— Задание —
Продолжите интервью с танцовщиком Большого театра Яном Годовским, начав сразу после последнего приведенного предложения.

== Исходный текст

Балетный спектакль он впервые увидел по телевизору, еще понятия не имея, что такое классический танец. Удивленно смотрел на стройные фигуры артистов, тихо млел от невесомого танца. “Тебе это нравится?” — поинтересовались родители. “Да”, — твердо ответил он. “Хочешь попробовать?” “Можно и попробовать”, — смело заявил ребенок. И попробовал. Причем успешно. Сегодня Ян ГОДОВСКИЙ — один из самых стильных молодых танцовщиков Большого. Его танец — легкий, графически вычерченный — особенно эффектно смотрится в современной хореографии. А в классике он может предстать и Принцем в “Щелкунчике”, и Шутом в “Лебедином озере”.
— Ян, существует мнение, что в балетное училище поступает лишь тот, у кого есть крепкие связи в балетном мире или мощная финансовая поддержка. А как у тебя?
— Что до связей, поддержки со стороны… то в балете все точно так же, как и везде. Кто-то поступает сам, кому-то помогают поступить. Всегда было, есть и будет то, что называется словом “блат”. И всегда будет другое — когда человек добивается всего собственными силами. Правда, не без помощи судьбы. К тому же поступление и даже окончание хореографического училища еще ничего не определяют. Это только основы, азы. А потом ты приходишь в театр. И вот тут начинается другая жизнь. Конечно, кому-то может помочь получить роль чей-то звонок, но стать прима-балериной или премьером по звонку нельзя. Можно вспомнить Матильду Феликсовну Кшесинскую, у которой были такие покровители, что голова кругом: сначала будущий император Николай II, потом — великие князья. Помогали они? Да, помогали. Но кому? Выдающейся балерине, замечательной артистке. И никто из современников не мог сказать, что звезда Мариинки Матильда Кшесинская добилась признания благодаря помощи императорской семьи.

====
== Исходные данные

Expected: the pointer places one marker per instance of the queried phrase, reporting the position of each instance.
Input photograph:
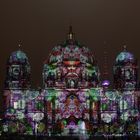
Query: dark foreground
(19, 137)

====

— Ответ —
Я поступил легко — наверное, повезло. Ведь случай в нашей жизни много значит. Посмотрели, какой у меня прыжок, шаг, подъем, потом я танцевал…
— А что танцевал?
— Грузинский танец.
— Почему грузинский?
— Я родился в Тбилиси, там живут мои дедушка и бабушка, и родители там бывали периодически. А перед поступлением в Московское хореографическое училище я год занимался на подготовительных курсах. И мой педагог, а он был грузином, решил: раз я родился в Грузии, то мне надо выйти перед комиссией с грузинским танцем.
— Как начинается твой рабочий день в театре?
— Обычно он начинается с каждодневного класса в десять утра или в одиннадцать, если вечером был спектакль.
— Не надоедает каждый день одно и то же: класс, выматывающий экзерсис у станка?
— Это только со стороны может показаться, что балетный артист выполняет каждый день одни и те же движения. В действительности один день не похож на другой, поскольку тело предлагает каждый раз что-то новое. И ты каждый день с ним что-то делаешь по-новому, предлагаешь ему что-то новое, отличное от дня вчерашнего.
Но вообще утром, когда просыпаешь, то первая мысль: “Ой, как я устал, как не хочется вставать!” — но минут через двадцать уже ничего, все нормально.
— А как добираешься — на метро или на машине?
— Как правило, на метро. По городу на машине ездить тяжело: сплошные пробки, можно опоздать. А в метро — быстро и удобно.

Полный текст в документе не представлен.